#### Problem statement
Please restate the data word for word, in full.

......

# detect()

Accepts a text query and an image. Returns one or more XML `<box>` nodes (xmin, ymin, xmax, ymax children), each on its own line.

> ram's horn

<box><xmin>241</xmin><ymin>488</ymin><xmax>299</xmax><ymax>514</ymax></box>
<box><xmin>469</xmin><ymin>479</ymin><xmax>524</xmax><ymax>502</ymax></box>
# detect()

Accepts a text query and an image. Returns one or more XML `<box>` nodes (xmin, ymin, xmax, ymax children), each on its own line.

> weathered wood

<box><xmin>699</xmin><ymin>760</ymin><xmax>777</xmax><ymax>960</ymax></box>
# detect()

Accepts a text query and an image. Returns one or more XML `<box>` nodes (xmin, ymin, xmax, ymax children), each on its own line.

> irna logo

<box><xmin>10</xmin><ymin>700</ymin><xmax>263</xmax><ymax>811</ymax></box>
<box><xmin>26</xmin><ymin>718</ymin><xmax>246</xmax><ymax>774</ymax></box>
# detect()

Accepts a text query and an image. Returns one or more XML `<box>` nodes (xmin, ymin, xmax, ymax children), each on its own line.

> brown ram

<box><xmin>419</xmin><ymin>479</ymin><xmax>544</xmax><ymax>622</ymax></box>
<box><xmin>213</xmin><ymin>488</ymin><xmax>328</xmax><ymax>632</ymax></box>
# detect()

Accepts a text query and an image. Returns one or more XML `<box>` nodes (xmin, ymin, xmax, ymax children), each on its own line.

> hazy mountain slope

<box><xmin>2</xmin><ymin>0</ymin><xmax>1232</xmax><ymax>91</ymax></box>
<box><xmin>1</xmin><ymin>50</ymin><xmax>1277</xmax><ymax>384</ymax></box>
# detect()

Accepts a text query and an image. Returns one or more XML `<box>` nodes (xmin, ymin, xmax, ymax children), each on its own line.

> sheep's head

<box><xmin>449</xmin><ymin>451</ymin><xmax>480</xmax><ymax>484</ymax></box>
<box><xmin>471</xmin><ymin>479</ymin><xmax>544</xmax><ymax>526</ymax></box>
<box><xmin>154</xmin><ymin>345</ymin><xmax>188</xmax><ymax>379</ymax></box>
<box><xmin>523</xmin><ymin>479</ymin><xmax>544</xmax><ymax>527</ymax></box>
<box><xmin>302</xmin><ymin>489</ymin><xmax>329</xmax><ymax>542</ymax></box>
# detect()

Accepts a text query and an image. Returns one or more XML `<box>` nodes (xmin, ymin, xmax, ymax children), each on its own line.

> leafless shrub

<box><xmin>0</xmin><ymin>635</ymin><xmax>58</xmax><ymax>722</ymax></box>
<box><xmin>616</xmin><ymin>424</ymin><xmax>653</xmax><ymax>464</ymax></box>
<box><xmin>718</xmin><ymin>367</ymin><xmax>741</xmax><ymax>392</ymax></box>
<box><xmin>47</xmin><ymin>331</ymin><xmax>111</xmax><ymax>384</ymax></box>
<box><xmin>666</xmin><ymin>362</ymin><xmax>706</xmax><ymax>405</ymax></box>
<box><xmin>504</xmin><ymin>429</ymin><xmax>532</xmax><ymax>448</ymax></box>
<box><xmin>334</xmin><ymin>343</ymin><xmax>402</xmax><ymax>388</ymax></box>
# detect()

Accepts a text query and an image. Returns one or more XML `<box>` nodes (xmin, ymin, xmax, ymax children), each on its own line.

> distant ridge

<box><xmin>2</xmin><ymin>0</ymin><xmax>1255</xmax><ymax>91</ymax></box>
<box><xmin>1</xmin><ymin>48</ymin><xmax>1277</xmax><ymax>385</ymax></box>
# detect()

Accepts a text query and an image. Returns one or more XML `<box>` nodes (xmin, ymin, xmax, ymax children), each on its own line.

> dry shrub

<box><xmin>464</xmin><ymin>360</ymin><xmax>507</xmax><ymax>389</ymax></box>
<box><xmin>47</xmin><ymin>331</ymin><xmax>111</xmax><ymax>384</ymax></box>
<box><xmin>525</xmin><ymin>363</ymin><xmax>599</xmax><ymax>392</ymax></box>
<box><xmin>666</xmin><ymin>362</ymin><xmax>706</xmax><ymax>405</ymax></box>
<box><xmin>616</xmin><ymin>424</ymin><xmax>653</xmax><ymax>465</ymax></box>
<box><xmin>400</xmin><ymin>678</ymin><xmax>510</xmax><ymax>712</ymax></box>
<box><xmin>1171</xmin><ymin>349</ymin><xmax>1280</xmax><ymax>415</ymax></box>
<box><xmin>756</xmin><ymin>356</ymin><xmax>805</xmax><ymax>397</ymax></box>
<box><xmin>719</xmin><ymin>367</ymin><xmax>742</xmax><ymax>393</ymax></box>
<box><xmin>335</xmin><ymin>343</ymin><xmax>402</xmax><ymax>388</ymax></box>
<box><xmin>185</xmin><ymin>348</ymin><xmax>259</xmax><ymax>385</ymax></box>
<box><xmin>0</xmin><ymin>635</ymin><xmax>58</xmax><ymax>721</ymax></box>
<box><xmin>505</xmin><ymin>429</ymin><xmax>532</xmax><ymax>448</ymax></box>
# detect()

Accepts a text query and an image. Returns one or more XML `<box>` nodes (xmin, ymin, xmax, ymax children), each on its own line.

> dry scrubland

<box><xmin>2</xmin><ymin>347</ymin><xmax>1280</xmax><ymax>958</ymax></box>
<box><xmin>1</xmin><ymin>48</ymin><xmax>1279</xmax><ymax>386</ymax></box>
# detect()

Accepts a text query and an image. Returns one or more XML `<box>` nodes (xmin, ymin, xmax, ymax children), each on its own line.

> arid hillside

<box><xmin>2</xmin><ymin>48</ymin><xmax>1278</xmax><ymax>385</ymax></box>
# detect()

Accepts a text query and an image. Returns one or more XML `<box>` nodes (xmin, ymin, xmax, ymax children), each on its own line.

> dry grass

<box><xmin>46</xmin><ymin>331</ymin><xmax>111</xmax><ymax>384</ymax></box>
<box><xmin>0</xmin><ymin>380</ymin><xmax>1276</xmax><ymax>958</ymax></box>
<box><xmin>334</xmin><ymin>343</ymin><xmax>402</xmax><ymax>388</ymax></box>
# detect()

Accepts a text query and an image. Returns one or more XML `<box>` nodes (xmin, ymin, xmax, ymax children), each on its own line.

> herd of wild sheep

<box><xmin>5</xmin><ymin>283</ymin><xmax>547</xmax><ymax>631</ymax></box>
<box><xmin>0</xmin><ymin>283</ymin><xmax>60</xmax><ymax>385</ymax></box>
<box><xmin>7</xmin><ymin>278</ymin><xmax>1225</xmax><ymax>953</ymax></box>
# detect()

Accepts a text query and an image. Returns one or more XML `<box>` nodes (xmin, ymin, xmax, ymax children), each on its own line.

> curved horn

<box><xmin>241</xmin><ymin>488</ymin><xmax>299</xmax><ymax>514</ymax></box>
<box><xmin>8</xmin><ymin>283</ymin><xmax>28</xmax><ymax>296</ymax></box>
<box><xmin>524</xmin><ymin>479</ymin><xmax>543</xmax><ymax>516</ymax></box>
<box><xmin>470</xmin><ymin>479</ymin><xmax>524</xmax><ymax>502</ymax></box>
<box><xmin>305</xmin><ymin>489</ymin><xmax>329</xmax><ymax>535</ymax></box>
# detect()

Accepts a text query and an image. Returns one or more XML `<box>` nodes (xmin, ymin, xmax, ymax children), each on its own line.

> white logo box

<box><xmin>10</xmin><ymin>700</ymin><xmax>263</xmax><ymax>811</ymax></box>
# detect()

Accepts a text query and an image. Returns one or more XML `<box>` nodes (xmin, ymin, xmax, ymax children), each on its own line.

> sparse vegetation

......

#### Answer
# detect()

Accepts a text query and an image. Returns one or more XML `<box>` nodes (xmin, ymin, xmax, ymax children), each on its own line.

> ram's horn

<box><xmin>241</xmin><ymin>488</ymin><xmax>299</xmax><ymax>514</ymax></box>
<box><xmin>469</xmin><ymin>479</ymin><xmax>524</xmax><ymax>502</ymax></box>
# detect()

Accepts a text query and an image. Returns one or more XML `<box>` nodes (xmin, ymin, xmax, ymax children), each on its own line.

> weathered wood

<box><xmin>699</xmin><ymin>760</ymin><xmax>777</xmax><ymax>960</ymax></box>
# detect()

Accepts a text query and an image. Returns one or more XML `<box>` nodes (xmin, ymin, xmax, ymax children), each on its own line.

> irna logo

<box><xmin>10</xmin><ymin>700</ymin><xmax>263</xmax><ymax>811</ymax></box>
<box><xmin>26</xmin><ymin>718</ymin><xmax>246</xmax><ymax>774</ymax></box>
# detect()

Accepts a text query and an image. Returns one or more XML `<box>` nodes (xmin, ymin, xmax, ymax children), each on its own line.

> brown ram

<box><xmin>419</xmin><ymin>479</ymin><xmax>544</xmax><ymax>622</ymax></box>
<box><xmin>213</xmin><ymin>488</ymin><xmax>328</xmax><ymax>632</ymax></box>
# detect()

Accepts a text query and an image. Returns one or more XML `<box>` nodes (xmin, ymin, xmax, ymax children), each on its own line.

> hazy mountain slope

<box><xmin>2</xmin><ymin>0</ymin><xmax>1232</xmax><ymax>91</ymax></box>
<box><xmin>1</xmin><ymin>50</ymin><xmax>1277</xmax><ymax>384</ymax></box>
# detect()

Accepts a text query and an image. Returns one or more XML `<box>` nodes (xmin, ymin, xmax, ymax children), each on its own line.

> sheep's head

<box><xmin>449</xmin><ymin>451</ymin><xmax>480</xmax><ymax>484</ymax></box>
<box><xmin>471</xmin><ymin>479</ymin><xmax>544</xmax><ymax>526</ymax></box>
<box><xmin>154</xmin><ymin>345</ymin><xmax>188</xmax><ymax>379</ymax></box>
<box><xmin>523</xmin><ymin>479</ymin><xmax>544</xmax><ymax>527</ymax></box>
<box><xmin>302</xmin><ymin>489</ymin><xmax>329</xmax><ymax>542</ymax></box>
# detect()

Accepts a text query and an image. Returns one or more XML `<box>` nodes (xmin, ymin, xmax, ymax children), each on its own line.

> leafless shrub

<box><xmin>0</xmin><ymin>635</ymin><xmax>58</xmax><ymax>722</ymax></box>
<box><xmin>616</xmin><ymin>424</ymin><xmax>653</xmax><ymax>464</ymax></box>
<box><xmin>718</xmin><ymin>367</ymin><xmax>741</xmax><ymax>392</ymax></box>
<box><xmin>47</xmin><ymin>331</ymin><xmax>111</xmax><ymax>384</ymax></box>
<box><xmin>666</xmin><ymin>362</ymin><xmax>706</xmax><ymax>405</ymax></box>
<box><xmin>504</xmin><ymin>429</ymin><xmax>532</xmax><ymax>448</ymax></box>
<box><xmin>334</xmin><ymin>343</ymin><xmax>402</xmax><ymax>388</ymax></box>
# detect()

Accepts a text query and an image. Returns one or more XML `<box>` nodes (xmin, ymin, xmax, ymax children), each on its own line.

> distant ridge

<box><xmin>2</xmin><ymin>0</ymin><xmax>1255</xmax><ymax>91</ymax></box>
<box><xmin>1</xmin><ymin>48</ymin><xmax>1277</xmax><ymax>385</ymax></box>
# detect()

Accepts a text query and an image. Returns one or more XML `<box>` nodes (xmin, ymin, xmax, ymax children), each on its own line.

> dry shrub

<box><xmin>464</xmin><ymin>360</ymin><xmax>507</xmax><ymax>389</ymax></box>
<box><xmin>47</xmin><ymin>331</ymin><xmax>111</xmax><ymax>384</ymax></box>
<box><xmin>525</xmin><ymin>363</ymin><xmax>599</xmax><ymax>392</ymax></box>
<box><xmin>666</xmin><ymin>362</ymin><xmax>706</xmax><ymax>405</ymax></box>
<box><xmin>616</xmin><ymin>424</ymin><xmax>653</xmax><ymax>465</ymax></box>
<box><xmin>400</xmin><ymin>678</ymin><xmax>510</xmax><ymax>712</ymax></box>
<box><xmin>1171</xmin><ymin>349</ymin><xmax>1280</xmax><ymax>415</ymax></box>
<box><xmin>756</xmin><ymin>356</ymin><xmax>805</xmax><ymax>397</ymax></box>
<box><xmin>719</xmin><ymin>367</ymin><xmax>742</xmax><ymax>393</ymax></box>
<box><xmin>335</xmin><ymin>343</ymin><xmax>402</xmax><ymax>388</ymax></box>
<box><xmin>185</xmin><ymin>348</ymin><xmax>259</xmax><ymax>385</ymax></box>
<box><xmin>0</xmin><ymin>635</ymin><xmax>58</xmax><ymax>721</ymax></box>
<box><xmin>505</xmin><ymin>429</ymin><xmax>532</xmax><ymax>448</ymax></box>
# detect()

Accepts a text query and an image. Returns one or more XML `<box>` nodes (xmin, ymin, xmax, ymax children), each on its own line.

> dry scrubland

<box><xmin>2</xmin><ymin>347</ymin><xmax>1280</xmax><ymax>958</ymax></box>
<box><xmin>1</xmin><ymin>48</ymin><xmax>1279</xmax><ymax>386</ymax></box>
# detect()

Accepts a text query and an image. Returns one or more XML `<box>` nodes (xmin, ymin, xmax, ymax children), each on its own line.

> arid hillside

<box><xmin>2</xmin><ymin>48</ymin><xmax>1278</xmax><ymax>385</ymax></box>
# detect()

Accepts a text query and an image. Returns one or more XML `<box>` nodes (xmin, ymin, xmax, ymax children), each on its own line.

> dry grass

<box><xmin>46</xmin><ymin>331</ymin><xmax>111</xmax><ymax>384</ymax></box>
<box><xmin>0</xmin><ymin>380</ymin><xmax>1276</xmax><ymax>958</ymax></box>
<box><xmin>334</xmin><ymin>343</ymin><xmax>402</xmax><ymax>388</ymax></box>
# detect()

Accepts a text query and an image. Returns one or more XML `<box>` nodes (xmin, ymin, xmax, ymax children), each on its own line.

> herd of wild sheep

<box><xmin>5</xmin><ymin>283</ymin><xmax>547</xmax><ymax>631</ymax></box>
<box><xmin>0</xmin><ymin>283</ymin><xmax>60</xmax><ymax>385</ymax></box>
<box><xmin>7</xmin><ymin>278</ymin><xmax>1225</xmax><ymax>953</ymax></box>
# detect()

Accepts a text query and an image. Returns one or more XML `<box>` nodes (xmin, ymin, xmax, ymax children), each on its own line.

> curved horn

<box><xmin>241</xmin><ymin>488</ymin><xmax>299</xmax><ymax>514</ymax></box>
<box><xmin>8</xmin><ymin>283</ymin><xmax>28</xmax><ymax>296</ymax></box>
<box><xmin>524</xmin><ymin>479</ymin><xmax>543</xmax><ymax>516</ymax></box>
<box><xmin>470</xmin><ymin>479</ymin><xmax>524</xmax><ymax>502</ymax></box>
<box><xmin>305</xmin><ymin>489</ymin><xmax>329</xmax><ymax>535</ymax></box>
# detect()

Accepts a text query and an image. Returns one or more XML `<box>` nodes (xmin, ymin, xmax, ymax children), each on its own line.

> white logo box

<box><xmin>10</xmin><ymin>700</ymin><xmax>263</xmax><ymax>811</ymax></box>
# detect()

Accepts a text query and an image. Returns one or more XML `<box>` nodes (xmin, ymin, xmax, ymax children), each on its own line.

> sparse vegetation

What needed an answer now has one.